**取り組む課題**
**1)** 中国の企業体系に関する文章で、現在の中国に存在するとされる企業の種類を、本文の表記どおりにすべて挙げてください。
**2)** 中国の企業体系に関する文章のうち、「80年代に入ると」で始まる段落を、主な事実を残して箇条書きに書き直してください。
**3)** 中国の企業体系に関する文章によると、「個体企業」と「私営企業」はどのような基準で区別されますか。

中国の企業体系は1949年の新中国成立から、文化大革命、11期三中全会、十四全大会を経て、大きく変わっている。まず大前提として、中国は社会主義国家である。いや、だったと言ったほうが正しいか?まあ、ここは個人の判断に任せます。中国企業のガバナンス機構は日本と全く異なっている。新中国は成立以降、全企業が「国営企業」であり、全労働者は公務員というわけだ。これがまず大前提。中国には現在大きく分けて4種類の企業が存在する。「国有企業」「集団所有制(郷鎮)企業」「私営(個体)企業」「三資(外資)企業」である。よく見ると、これはおかしいことに気づくであろう。どうして社会主義中国に「私営企業」や「外資企業」が存在するのか?そのことについて時代を追って説明してみよう。
49年共産党政権樹立後、中国は社会主義国家を設立した。設立当初の中国は、当たり前のことだが、社会主義国家、コミュニティのなかで、雇用、労働、医療福祉といったものが保護されていた。悲しいかな、マルクス・レーニン主義というのは理想としては完璧に近いものがあるのだが、現実はそうはいかない。コミュニティ、国営企業の抱える負担はやがて、どうにもならなくなる。そして、文化大革命。社会主義中国はにっちもさっちもいかなくなる。そこに現れた救世主ケ小平、78年の11期三中全会で権力を手中に収め、一気に改革開放を進め、外資の導入を図るなど、「国営企業」の大改革をはかった。こうして「三資企業」「私営(個体)企業」が生まれた。
「三資企業」とは「100%外国資本企業」「合弁企業」「合作企業」である。「合弁企業」とは中国と相手国がそれぞれ資本を出し合った企業。「合作企業」は、中国側が、資本は出さず、土地建物を提供した企業のことである。現在沿海部で大発展しているのは周知の通りである。
「私営企業」「個体企業」はともに非国有の私営企業だが、違いは従業員数7人以下が「個体企業」それ以上が「私営企業」。
80年代に入ると「集団所有制企業」がでてくる。「集団所有制企業」は、前身は主に毛沢東の時代の「人民公社」だった。それが解体されて、形をかえて郷営、鎮営(郷・鎮は日本の村・町にあたる)の「郷鎮企業」となった。この「郷鎮企業」は「国営企業」をリストラされた雇用を吸収するのに、大きな役割を果たし、多国籍企業に成長している企業も多い。主に江蘇・浙江省で大発展している。
その後、天安門事件を経て、姓「社」姓「資」論争(一体中国は社会主義なのか、資本主義なのか)の中、ケ小平の南巡講話で改革開放がさらに加速される。そして、92年の十四全大会で、正式に「国営企業」が「国有企業」に改められた。「国営企業」は、経営権、所有権がともに国にあるが、「国有企業」は、所有権は国にあるが、経営権は企業にある。現在は株式制に移行している企業も多い。しかし、多くの「国有企業」は依然としてリストラを果敢に行っているものの、その福祉、年金等の制度による慢性的な赤字を大きく抱えており、更なる改革が必要とされている。最近の情報によると、近いうちに「下崗」(レイオフ、一時休暇)を廃止するらしい。これによって、完全な失業者が大量に増えることになるだろう。
今後の展望としては、朱鎔基首相指導のもと「抓大放小」政策(大企業に力を入れ、小企業は解き放ち、独自の道を探らせる)によって、国有企業改革がより加速されることになるだろう。わかりやすく言えば、大企業の面倒はみるが、小企業は知らない、というわけだ。しかし、「長虹」も「海爾」も「康佳」も元は皆小企業だった。

**提供データ**

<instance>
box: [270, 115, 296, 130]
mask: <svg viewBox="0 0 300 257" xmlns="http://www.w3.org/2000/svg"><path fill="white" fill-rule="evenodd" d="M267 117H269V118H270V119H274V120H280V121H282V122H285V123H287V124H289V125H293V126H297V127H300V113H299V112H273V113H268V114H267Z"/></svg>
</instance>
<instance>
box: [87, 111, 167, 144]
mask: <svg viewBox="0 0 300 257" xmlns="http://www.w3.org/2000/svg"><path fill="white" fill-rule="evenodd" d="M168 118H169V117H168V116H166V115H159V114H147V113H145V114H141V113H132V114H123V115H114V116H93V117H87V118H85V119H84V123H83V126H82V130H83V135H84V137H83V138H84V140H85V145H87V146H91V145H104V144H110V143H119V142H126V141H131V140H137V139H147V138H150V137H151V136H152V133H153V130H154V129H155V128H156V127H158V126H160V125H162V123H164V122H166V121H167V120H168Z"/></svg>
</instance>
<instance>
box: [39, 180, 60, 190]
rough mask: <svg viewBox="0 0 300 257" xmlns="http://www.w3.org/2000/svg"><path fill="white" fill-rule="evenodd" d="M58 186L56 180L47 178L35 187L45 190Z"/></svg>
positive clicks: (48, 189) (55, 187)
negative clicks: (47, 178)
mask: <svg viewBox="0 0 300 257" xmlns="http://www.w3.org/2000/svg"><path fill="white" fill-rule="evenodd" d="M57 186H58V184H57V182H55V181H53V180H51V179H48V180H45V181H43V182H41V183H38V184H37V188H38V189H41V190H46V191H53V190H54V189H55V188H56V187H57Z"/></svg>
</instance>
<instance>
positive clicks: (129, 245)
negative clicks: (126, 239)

**解答例**
**1)**
- 「国有企業」
- 「集団所有制(郷鎮)企業」
- 「私営(個体)企業」
- 「三資(外資)企業」

**2)**
- 80年代に「集団所有制企業」が登場した。
- 前身は主に毛沢東の時代の「人民公社」である。人民公社は解体後、郷営・鎮営の「郷鎮企業」に形を変えた(郷・鎮は日本の村・町にあたる)。
- 「国営企業」をリストラされた人々の雇用を吸収するうえで大きな役割を果たした。多国籍企業に成長した企業も多い。
- 主に江蘇・浙江省で大きく発展している。

**3)** 従業員数が7人以下なら「個体企業」、それより多ければ「私営企業」です。